# SOURCE EXTRACT
A case now making its way through North Coast court is illustrative of the dilemma. Sebastopol cannabis attorney Omar Figueroa is defending an undocumented man faced with deportation for growing cannabis in Northern California.

To defend his client, Figueroa enlisted an immigration lawyer in late February, just as Trump was laying down the deportation gauntlet, to write a letter to the prosecutor “explaining why a misdemeanor marijuana conviction, which may not have been a big deal in the Obama years, would be a nightmare these days,” Figueroa says via email.

Over the past decade, noncitizens were encouraged out of the shadows under President Obama’s so-called Dreamers’ initiative, while a societal shift toward cannabis acceptance coaxed legacy growers out of the shadows in California and elsewhere.

Now anyone who happens to be a noncitizen and a cannabis user or grower can face permanent expulsion under new directives pushed out by Trump and Immigration and Customs Enforcement (ICE) that call on prosecutors to throw the book at them.

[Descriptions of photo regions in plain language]
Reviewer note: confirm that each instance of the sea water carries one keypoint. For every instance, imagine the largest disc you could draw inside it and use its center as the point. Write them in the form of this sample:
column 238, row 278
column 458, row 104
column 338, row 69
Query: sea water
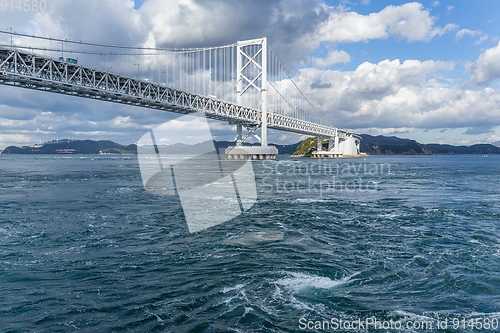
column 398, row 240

# WHAT YOU WILL DO
[A] In the passage on cannabis and deportation, what kind of lawyer did Figueroa bring in to write to the prosecutor?
[B] Decide whether each statement agrees with the passage on cannabis and deportation, and quote the words that settle it: (i) Figueroa's client faces deportation for growing cannabis in Northern California. (ii) The letter was written to the judge. (iii) Figueroa commented on the letter by phone.
The rows were taken from a different source than the text.

# ANSWER LIST
[A] An immigration lawyer.

[B]
(i) Yes: "defending an undocumented man faced with deportation for growing cannabis in Northern California"
(ii) No: "to write a letter to the prosecutor"
(iii) No: "Figueroa says via email"